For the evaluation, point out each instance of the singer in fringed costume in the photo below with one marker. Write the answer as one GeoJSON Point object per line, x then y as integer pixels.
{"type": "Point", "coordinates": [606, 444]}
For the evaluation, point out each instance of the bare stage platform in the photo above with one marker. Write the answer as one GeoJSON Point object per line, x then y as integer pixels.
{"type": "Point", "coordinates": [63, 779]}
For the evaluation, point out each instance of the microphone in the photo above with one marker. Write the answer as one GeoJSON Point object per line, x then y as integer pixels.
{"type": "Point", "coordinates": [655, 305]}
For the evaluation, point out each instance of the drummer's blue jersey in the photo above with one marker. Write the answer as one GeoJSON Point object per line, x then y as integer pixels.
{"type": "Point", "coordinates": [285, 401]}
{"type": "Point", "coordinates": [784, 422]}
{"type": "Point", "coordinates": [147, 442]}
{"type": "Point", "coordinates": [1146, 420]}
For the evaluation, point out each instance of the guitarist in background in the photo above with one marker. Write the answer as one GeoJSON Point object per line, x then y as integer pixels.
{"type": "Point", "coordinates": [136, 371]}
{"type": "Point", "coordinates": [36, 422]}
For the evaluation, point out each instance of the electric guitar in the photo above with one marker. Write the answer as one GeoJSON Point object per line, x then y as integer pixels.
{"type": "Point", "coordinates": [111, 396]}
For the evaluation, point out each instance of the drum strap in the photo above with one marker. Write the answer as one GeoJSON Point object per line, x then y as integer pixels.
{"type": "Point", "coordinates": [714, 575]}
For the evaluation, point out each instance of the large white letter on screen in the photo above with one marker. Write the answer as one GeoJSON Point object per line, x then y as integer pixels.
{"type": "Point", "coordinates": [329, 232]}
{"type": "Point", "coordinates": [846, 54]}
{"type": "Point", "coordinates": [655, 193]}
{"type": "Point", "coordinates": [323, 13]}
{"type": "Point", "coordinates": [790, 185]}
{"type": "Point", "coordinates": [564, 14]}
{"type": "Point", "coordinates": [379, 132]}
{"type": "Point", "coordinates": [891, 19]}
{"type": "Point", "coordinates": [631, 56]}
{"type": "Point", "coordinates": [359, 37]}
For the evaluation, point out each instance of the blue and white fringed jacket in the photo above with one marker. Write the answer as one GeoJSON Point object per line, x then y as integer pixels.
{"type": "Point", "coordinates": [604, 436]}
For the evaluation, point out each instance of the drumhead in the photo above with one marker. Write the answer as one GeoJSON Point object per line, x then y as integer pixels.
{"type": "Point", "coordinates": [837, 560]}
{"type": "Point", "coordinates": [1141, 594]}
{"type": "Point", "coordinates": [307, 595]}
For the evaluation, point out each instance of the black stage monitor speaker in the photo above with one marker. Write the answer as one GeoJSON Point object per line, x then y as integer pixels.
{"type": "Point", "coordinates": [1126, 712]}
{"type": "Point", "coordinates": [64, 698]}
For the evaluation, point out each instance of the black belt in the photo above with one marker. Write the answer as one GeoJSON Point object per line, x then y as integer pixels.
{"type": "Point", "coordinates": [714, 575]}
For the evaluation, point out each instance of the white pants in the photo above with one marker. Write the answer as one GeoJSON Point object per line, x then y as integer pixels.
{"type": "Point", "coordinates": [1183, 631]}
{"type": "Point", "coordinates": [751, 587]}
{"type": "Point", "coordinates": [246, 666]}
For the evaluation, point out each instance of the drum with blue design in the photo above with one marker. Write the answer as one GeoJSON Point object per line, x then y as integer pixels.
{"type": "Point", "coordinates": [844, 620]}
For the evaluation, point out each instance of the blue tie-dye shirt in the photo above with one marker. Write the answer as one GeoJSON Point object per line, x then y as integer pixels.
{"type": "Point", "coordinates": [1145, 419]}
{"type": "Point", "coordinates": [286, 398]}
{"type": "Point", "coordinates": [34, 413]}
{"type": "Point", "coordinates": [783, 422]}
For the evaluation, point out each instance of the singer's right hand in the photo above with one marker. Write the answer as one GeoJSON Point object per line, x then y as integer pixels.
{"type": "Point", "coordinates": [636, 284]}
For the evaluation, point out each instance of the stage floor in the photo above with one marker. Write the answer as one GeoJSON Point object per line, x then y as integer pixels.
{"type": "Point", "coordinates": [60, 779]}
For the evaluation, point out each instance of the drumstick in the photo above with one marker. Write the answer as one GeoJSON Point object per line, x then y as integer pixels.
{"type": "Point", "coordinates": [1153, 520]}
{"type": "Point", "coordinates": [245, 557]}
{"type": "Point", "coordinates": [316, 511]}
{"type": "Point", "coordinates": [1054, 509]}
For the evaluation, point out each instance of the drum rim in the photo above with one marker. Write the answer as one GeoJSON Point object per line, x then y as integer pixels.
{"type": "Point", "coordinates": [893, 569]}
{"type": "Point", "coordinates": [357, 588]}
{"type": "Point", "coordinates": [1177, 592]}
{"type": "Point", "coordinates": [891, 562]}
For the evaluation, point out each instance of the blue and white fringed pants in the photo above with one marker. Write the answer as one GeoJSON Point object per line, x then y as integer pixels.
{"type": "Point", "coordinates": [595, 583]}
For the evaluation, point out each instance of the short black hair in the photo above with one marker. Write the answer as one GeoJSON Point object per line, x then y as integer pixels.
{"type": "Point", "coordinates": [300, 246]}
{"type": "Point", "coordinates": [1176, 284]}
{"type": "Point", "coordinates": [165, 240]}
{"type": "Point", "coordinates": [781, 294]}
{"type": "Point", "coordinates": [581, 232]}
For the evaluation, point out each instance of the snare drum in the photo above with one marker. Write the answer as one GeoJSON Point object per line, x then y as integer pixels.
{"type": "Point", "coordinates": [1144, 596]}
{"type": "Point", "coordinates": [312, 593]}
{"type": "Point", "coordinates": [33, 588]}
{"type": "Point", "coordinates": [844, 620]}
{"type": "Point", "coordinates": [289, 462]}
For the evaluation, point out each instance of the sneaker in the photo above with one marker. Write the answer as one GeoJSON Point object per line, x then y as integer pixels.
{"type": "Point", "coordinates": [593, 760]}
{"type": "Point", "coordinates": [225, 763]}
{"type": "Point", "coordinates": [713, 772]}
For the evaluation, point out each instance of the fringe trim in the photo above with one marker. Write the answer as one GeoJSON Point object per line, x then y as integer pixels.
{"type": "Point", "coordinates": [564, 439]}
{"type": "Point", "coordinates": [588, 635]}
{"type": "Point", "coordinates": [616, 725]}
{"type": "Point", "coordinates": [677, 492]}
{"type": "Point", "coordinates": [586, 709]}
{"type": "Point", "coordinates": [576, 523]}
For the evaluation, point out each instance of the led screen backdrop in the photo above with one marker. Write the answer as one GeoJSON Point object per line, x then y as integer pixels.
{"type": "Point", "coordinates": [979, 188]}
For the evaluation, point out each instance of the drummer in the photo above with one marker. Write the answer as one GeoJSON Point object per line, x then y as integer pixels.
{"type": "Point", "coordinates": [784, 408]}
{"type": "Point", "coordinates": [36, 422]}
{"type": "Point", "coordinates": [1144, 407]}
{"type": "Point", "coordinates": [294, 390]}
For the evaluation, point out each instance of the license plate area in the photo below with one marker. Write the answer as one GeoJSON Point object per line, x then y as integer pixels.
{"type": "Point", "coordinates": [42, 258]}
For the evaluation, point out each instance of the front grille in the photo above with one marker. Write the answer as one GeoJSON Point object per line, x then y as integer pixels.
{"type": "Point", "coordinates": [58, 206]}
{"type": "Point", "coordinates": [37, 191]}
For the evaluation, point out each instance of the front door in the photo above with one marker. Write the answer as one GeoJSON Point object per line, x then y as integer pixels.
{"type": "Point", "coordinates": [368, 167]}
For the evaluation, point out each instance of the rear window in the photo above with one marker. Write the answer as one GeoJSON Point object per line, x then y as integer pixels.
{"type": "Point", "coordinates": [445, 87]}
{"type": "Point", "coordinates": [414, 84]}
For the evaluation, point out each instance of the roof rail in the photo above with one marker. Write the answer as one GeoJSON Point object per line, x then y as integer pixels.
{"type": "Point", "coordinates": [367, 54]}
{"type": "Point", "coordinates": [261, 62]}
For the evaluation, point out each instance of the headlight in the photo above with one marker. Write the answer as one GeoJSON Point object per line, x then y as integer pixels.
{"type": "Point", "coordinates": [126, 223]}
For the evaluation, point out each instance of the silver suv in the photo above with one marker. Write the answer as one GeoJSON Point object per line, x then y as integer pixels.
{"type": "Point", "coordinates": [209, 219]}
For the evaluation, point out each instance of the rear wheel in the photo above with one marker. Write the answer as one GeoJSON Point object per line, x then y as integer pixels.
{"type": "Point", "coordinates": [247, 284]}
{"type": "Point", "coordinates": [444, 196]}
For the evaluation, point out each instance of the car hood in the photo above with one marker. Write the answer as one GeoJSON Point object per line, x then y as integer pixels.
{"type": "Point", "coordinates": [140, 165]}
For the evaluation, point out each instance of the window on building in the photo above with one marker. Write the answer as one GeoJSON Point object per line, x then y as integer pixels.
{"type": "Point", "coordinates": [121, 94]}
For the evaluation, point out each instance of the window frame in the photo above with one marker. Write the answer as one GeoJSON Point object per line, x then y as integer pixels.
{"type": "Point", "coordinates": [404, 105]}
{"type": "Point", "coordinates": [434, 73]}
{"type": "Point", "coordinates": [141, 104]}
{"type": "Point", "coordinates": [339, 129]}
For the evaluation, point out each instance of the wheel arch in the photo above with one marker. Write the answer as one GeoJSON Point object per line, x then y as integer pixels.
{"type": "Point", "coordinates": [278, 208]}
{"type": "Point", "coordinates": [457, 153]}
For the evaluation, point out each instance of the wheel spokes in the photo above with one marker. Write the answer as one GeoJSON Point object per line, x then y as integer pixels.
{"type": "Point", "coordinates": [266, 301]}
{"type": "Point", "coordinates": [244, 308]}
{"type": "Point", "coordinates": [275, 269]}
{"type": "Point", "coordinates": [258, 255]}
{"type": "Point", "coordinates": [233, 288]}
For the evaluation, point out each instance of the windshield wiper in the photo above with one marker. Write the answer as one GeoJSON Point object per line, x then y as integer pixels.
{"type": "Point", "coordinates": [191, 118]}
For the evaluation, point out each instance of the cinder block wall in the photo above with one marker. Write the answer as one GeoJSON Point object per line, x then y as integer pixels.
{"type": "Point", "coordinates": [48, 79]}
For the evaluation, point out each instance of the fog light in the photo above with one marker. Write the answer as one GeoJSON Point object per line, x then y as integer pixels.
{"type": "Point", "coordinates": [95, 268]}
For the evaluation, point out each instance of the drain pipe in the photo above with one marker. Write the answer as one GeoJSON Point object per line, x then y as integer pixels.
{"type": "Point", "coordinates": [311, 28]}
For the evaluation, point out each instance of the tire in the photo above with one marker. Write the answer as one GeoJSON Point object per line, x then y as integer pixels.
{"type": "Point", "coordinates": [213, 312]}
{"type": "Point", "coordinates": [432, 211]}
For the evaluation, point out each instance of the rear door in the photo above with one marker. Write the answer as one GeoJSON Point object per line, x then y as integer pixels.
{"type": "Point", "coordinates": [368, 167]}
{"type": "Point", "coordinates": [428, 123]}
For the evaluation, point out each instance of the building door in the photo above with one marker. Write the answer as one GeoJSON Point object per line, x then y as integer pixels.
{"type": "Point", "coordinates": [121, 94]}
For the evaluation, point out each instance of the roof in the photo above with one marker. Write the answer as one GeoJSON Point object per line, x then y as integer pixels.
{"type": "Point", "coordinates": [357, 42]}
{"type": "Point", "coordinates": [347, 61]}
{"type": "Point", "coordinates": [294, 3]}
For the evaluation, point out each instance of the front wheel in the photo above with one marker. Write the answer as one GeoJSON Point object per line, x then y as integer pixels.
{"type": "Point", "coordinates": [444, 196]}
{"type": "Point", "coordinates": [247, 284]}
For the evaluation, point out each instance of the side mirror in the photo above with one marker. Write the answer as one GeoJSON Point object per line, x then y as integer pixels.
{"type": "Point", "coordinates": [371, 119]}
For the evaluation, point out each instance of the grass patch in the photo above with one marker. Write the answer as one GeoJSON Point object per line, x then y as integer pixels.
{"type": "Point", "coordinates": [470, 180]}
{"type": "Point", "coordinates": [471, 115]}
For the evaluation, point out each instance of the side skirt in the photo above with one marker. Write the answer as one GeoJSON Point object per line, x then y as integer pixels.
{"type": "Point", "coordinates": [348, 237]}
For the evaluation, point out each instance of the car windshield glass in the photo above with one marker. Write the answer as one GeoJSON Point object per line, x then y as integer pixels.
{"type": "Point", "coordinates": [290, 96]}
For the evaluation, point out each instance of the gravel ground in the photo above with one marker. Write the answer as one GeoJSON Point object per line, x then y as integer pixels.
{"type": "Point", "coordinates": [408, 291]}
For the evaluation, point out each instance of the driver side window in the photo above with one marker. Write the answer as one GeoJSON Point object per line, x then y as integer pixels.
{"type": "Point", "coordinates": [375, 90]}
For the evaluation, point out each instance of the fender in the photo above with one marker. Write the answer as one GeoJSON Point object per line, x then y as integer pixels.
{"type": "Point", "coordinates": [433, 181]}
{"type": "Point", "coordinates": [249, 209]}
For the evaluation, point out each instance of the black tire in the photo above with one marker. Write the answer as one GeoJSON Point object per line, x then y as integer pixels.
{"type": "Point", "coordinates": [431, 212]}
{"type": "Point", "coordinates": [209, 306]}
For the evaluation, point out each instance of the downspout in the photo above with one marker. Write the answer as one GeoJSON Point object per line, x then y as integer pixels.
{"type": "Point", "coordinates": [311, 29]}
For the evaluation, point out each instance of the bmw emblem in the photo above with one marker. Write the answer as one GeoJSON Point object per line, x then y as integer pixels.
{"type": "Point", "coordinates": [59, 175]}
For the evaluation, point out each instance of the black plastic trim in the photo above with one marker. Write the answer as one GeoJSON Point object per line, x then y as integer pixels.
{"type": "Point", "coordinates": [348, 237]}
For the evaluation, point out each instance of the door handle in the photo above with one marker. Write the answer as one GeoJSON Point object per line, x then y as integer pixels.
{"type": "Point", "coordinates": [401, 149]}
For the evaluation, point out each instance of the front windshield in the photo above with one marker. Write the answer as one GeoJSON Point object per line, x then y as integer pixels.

**What the task requires**
Print again the material above, limited to the lines from the one holding "For the evaluation, point out each instance of the black tire" through the last, inclusive.

**Reply to the task**
For the evaluation, point out each instance of the black tire in the photo above with one marker. Write the answer as one GeoJSON Point object per line, x then y as integer pixels.
{"type": "Point", "coordinates": [431, 212]}
{"type": "Point", "coordinates": [209, 306]}
For the evaluation, point out each instance of the downspout in the photo above with one marker. Write the answer as one GeoJSON Point object per line, x then y as integer pixels.
{"type": "Point", "coordinates": [311, 29]}
For the evaluation, point out each instance of the bmw emblem in the photo above with one marker. Write the answer as one GeoJSON Point object per line, x then y as integer pixels.
{"type": "Point", "coordinates": [59, 175]}
For the evaluation, point out each instance of the black plastic trim in the photo above with one marker. Write the answer as one GeoJSON Point object per line, x then y as integer pixels.
{"type": "Point", "coordinates": [348, 237]}
For the evaluation, point out each instance of the door handle in the photo above with one marker. Write the answer as one GeoJSON Point object per line, x then y as integer pixels.
{"type": "Point", "coordinates": [401, 149]}
For the evaluation, point out each instance of the front windshield in the photo above with one marker. Write the answer as one GeoJSON Point object per line, x then y as integer pixels.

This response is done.